### RECORDS TO PROCESS ###
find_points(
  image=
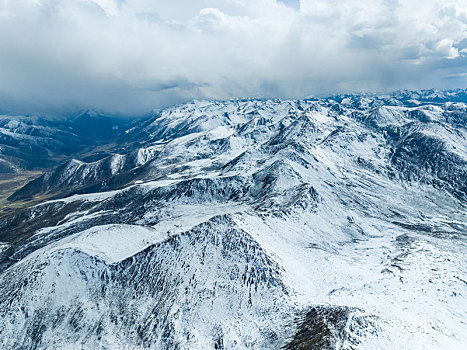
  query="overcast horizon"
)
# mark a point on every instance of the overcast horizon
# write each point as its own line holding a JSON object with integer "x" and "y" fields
{"x": 128, "y": 57}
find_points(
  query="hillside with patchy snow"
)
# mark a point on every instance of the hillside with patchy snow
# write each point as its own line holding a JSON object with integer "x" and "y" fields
{"x": 321, "y": 224}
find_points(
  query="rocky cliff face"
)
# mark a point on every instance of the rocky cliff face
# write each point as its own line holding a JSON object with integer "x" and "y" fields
{"x": 333, "y": 223}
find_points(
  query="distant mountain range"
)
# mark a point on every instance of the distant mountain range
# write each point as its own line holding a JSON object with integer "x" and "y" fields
{"x": 247, "y": 224}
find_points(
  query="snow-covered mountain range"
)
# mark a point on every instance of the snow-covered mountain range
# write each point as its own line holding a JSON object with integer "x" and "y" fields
{"x": 335, "y": 223}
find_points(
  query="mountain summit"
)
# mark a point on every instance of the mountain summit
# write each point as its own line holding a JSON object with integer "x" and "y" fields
{"x": 248, "y": 224}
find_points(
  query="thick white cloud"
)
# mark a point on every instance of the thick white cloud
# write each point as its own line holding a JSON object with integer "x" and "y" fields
{"x": 129, "y": 56}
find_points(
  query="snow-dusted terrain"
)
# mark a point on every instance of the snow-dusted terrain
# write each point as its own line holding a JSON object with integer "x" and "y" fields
{"x": 314, "y": 224}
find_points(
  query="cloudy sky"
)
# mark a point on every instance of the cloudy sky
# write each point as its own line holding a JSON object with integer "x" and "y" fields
{"x": 129, "y": 56}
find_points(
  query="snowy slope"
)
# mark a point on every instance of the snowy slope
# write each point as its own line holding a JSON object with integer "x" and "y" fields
{"x": 334, "y": 223}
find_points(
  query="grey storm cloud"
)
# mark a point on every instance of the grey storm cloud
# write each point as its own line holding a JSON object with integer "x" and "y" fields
{"x": 129, "y": 56}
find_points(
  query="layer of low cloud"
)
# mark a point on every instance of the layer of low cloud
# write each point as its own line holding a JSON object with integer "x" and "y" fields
{"x": 129, "y": 56}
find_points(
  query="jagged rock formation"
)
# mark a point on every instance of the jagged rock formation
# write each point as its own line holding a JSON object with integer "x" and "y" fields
{"x": 217, "y": 224}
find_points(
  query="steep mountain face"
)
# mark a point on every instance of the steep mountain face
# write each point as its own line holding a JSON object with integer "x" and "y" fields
{"x": 37, "y": 143}
{"x": 314, "y": 224}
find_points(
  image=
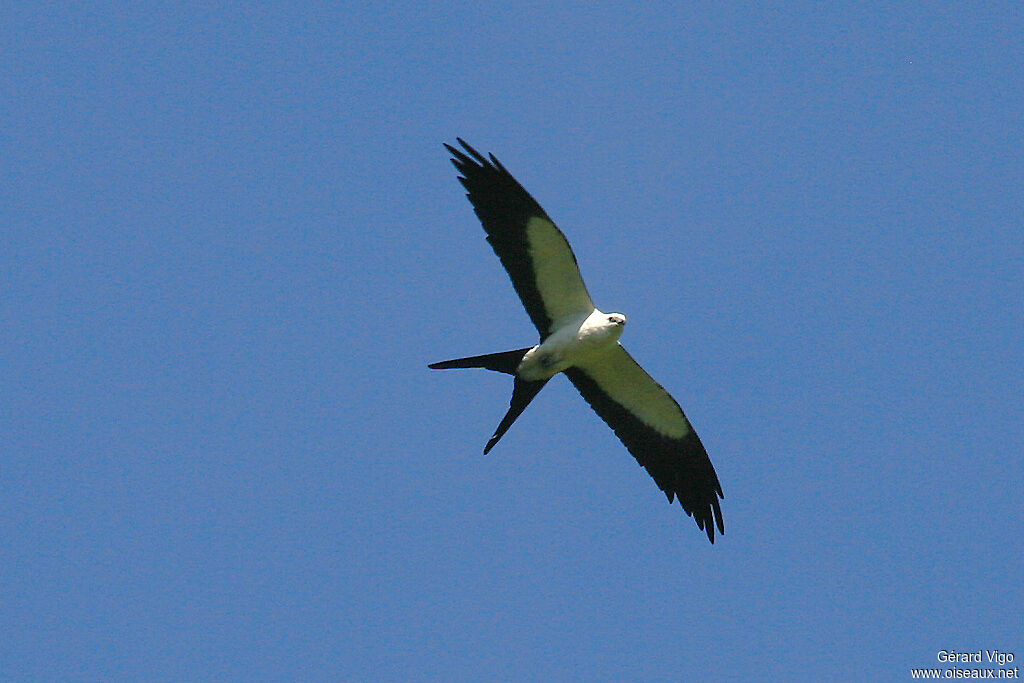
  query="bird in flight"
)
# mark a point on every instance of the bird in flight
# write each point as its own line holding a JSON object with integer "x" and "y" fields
{"x": 582, "y": 342}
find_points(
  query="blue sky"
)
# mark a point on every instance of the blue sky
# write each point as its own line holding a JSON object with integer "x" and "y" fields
{"x": 231, "y": 242}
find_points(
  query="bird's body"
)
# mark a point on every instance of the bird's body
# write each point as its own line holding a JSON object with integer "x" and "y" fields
{"x": 573, "y": 343}
{"x": 582, "y": 342}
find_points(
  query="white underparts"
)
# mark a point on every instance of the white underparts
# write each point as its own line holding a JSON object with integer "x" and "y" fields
{"x": 577, "y": 340}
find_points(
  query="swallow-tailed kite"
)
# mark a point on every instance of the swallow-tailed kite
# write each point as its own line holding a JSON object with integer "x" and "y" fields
{"x": 581, "y": 341}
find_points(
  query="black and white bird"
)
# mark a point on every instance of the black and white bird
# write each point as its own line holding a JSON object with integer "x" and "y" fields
{"x": 581, "y": 341}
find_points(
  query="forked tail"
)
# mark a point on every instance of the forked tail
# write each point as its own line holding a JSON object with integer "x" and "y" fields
{"x": 522, "y": 390}
{"x": 505, "y": 361}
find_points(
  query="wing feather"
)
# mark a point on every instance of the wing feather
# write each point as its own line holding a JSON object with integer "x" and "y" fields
{"x": 534, "y": 251}
{"x": 653, "y": 428}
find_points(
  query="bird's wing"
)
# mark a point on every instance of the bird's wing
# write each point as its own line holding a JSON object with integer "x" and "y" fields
{"x": 652, "y": 426}
{"x": 530, "y": 247}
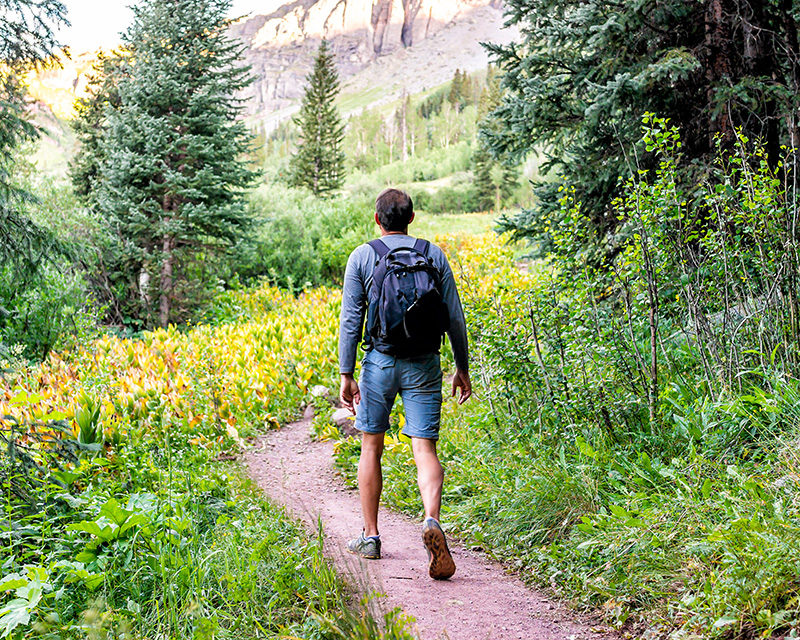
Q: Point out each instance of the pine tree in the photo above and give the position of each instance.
(318, 164)
(585, 73)
(27, 40)
(494, 179)
(170, 180)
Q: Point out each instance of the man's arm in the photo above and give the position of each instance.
(351, 322)
(457, 332)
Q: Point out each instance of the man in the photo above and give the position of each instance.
(417, 379)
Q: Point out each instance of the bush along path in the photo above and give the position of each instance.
(482, 601)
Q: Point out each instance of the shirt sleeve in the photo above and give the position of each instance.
(351, 320)
(458, 325)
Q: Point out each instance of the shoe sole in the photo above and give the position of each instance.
###
WHAT YOU ARE ASKED TO DO ::
When you reach the line with "# mark a point on every instance of the white" in the records above, start writing out lines exactly, and stop once the line with "# mark a point on every instance of the wing" has been written; include nothing else.

OUTPUT BELOW ::
# mark a point on every instance of the white underparts
# write each point as its own line holding a JSON object with integer "x" and "y" fields
{"x": 577, "y": 340}
find_points(
  query="swallow-tailed kite"
)
# mark a point on every instance of the swallow-tailed kite
# write each point as its own line holding a JSON object with integer "x" and "y" fields
{"x": 581, "y": 341}
find_points(
  query="black and white bird"
)
# mark a point on every instance of the black and white bird
# write each point as its own line holding a JSON object with integer "x" and "y" fields
{"x": 581, "y": 341}
find_points(
  query="forked tail"
)
# mark a point on every instance of the forked tail
# write each point as its own line holding a JSON object with integer "x" and "y" fields
{"x": 522, "y": 390}
{"x": 505, "y": 361}
find_points(
  query="wing feather"
)
# mark a point on every instance of the wing feather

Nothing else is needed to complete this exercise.